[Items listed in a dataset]
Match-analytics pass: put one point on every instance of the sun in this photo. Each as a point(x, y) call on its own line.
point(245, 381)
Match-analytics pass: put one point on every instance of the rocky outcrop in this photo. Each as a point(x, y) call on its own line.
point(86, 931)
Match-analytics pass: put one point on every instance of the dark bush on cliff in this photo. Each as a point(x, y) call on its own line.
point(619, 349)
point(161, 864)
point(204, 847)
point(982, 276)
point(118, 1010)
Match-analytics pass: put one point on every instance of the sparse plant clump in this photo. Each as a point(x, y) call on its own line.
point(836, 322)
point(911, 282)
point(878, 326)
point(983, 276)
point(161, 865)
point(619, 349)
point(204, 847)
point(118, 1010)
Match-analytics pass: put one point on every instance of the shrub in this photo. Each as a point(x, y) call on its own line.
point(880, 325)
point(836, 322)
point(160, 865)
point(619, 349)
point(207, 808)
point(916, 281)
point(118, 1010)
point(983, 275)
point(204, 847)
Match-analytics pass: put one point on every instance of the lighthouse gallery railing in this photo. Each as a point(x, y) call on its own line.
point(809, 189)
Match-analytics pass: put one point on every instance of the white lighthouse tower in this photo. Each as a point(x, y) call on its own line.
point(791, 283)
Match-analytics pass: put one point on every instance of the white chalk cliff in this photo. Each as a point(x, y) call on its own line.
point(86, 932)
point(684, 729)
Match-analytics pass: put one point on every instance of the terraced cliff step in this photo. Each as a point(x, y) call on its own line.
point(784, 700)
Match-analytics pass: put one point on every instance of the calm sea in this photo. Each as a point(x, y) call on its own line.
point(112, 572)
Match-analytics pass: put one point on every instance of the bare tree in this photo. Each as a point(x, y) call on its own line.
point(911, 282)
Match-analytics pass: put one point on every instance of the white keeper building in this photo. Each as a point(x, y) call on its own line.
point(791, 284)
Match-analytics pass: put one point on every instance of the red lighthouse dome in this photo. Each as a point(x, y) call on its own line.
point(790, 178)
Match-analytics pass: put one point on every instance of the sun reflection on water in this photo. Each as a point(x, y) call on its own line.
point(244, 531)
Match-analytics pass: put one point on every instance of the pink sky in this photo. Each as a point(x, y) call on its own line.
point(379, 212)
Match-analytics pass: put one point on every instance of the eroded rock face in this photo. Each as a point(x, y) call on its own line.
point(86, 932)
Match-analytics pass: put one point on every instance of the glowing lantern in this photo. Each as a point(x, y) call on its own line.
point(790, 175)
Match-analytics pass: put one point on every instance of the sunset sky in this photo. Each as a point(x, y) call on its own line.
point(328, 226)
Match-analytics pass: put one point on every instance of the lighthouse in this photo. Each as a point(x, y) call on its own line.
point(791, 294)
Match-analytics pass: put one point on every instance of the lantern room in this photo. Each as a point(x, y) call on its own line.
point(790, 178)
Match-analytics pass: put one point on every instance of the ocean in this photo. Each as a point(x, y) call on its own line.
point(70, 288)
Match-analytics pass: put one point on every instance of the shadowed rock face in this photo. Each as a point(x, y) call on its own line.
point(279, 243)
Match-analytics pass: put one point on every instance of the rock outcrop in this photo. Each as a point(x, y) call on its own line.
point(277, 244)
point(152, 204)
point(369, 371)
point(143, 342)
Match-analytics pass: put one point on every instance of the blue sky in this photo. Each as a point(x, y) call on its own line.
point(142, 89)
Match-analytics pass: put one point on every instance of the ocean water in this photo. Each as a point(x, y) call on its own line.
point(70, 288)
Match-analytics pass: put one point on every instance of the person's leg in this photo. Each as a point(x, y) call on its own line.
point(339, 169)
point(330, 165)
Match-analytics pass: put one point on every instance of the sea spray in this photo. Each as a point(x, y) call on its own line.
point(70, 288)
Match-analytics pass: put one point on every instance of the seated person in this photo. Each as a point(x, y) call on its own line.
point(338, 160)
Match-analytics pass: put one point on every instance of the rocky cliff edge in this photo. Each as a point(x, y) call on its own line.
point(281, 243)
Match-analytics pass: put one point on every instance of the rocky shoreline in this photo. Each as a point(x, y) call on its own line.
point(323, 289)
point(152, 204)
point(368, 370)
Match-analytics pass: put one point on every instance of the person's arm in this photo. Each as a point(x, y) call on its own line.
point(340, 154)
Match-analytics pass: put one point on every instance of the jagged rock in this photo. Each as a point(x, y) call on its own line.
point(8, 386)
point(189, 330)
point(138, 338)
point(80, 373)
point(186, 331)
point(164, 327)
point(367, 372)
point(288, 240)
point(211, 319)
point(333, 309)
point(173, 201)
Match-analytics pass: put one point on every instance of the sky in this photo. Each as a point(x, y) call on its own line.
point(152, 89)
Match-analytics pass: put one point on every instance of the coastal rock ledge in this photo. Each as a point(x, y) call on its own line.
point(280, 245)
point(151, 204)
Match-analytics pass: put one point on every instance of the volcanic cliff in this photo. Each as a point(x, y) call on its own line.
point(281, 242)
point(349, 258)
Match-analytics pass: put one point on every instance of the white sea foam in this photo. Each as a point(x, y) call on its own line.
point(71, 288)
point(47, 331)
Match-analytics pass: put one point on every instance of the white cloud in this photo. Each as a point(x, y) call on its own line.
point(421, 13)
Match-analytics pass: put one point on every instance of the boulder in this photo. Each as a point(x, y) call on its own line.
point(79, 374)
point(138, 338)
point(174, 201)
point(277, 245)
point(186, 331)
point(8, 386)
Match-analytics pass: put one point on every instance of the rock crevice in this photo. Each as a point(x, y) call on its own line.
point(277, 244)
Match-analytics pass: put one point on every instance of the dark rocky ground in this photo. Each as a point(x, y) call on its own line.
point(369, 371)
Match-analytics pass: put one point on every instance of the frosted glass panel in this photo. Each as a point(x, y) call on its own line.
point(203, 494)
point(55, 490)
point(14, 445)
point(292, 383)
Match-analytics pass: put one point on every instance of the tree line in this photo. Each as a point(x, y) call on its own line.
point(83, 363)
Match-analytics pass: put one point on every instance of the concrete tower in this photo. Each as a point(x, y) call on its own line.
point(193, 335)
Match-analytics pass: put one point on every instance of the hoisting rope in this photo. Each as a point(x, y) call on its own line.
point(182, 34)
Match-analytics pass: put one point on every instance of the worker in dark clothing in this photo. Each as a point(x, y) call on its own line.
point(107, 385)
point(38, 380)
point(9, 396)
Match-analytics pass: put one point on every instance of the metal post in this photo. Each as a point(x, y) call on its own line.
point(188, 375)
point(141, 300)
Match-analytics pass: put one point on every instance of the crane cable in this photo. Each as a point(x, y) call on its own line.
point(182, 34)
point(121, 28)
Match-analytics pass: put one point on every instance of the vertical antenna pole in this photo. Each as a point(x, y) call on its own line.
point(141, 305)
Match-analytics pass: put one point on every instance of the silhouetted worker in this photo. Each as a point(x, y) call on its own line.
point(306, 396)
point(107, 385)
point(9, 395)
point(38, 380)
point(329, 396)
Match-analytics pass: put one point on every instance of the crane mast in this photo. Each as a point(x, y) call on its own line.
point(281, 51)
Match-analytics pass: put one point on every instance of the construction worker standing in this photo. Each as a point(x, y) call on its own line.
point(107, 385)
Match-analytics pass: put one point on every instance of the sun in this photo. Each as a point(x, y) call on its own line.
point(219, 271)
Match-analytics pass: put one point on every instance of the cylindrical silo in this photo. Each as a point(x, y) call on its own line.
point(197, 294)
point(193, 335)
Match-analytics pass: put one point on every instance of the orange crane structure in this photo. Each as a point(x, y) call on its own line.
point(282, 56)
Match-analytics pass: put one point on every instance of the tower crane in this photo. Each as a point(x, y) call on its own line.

==

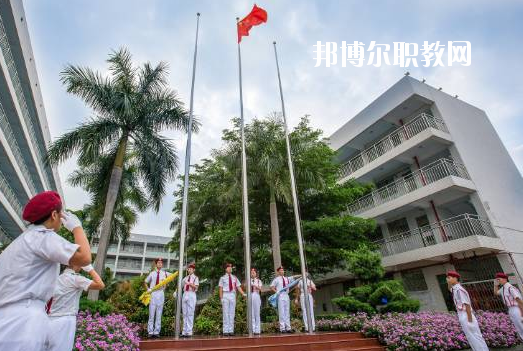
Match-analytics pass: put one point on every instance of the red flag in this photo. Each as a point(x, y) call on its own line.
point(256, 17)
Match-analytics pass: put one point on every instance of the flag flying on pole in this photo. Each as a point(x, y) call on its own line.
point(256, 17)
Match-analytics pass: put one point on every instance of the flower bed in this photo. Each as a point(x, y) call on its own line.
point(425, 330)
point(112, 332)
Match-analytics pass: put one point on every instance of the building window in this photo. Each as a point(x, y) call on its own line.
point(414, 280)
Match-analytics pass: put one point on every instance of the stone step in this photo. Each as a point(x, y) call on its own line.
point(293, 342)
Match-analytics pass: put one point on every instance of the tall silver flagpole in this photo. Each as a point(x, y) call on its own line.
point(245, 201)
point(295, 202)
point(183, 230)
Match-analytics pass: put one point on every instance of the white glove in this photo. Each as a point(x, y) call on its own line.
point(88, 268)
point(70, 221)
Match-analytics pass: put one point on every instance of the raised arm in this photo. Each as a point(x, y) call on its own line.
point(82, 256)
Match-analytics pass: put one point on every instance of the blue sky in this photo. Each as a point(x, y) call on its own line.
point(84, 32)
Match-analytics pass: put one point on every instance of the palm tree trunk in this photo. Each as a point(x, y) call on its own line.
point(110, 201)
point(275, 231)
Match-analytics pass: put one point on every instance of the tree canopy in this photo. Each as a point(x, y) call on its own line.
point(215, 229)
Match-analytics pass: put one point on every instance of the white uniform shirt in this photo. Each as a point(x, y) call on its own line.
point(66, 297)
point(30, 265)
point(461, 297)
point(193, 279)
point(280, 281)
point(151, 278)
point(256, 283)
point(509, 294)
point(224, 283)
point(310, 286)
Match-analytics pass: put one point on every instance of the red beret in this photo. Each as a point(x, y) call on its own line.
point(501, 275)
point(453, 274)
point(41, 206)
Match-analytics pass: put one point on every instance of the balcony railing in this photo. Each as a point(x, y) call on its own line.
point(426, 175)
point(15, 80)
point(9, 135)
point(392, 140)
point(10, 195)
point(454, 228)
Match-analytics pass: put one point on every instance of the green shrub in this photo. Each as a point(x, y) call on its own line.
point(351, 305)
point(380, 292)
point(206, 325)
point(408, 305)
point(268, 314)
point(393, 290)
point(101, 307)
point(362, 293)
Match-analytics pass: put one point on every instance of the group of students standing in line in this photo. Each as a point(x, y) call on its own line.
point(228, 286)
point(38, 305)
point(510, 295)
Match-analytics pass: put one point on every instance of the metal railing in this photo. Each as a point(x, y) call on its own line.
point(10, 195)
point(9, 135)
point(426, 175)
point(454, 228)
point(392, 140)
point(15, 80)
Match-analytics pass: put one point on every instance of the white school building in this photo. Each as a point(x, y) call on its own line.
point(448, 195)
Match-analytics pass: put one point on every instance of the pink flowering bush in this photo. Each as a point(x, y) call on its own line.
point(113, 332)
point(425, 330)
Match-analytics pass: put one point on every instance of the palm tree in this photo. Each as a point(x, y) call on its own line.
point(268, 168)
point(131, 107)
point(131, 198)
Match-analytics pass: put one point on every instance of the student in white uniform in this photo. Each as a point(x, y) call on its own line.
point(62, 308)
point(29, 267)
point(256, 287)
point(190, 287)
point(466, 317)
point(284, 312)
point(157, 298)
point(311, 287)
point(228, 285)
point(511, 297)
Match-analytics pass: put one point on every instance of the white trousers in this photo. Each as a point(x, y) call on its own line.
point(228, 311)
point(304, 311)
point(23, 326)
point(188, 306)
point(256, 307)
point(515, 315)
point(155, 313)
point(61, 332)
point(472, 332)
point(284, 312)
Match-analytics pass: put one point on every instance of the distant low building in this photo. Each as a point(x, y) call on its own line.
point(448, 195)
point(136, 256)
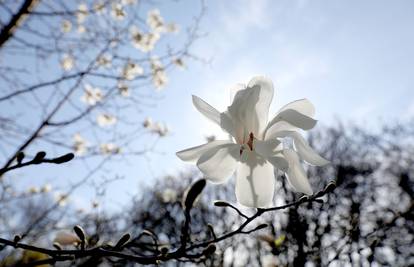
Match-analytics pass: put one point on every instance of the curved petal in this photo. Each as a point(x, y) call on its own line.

▶ **GIVEN TASK**
Count the lines of the listing that contain the word "cliff", treating case as significant, and give only the number.

▶ **RESULT BELOW**
5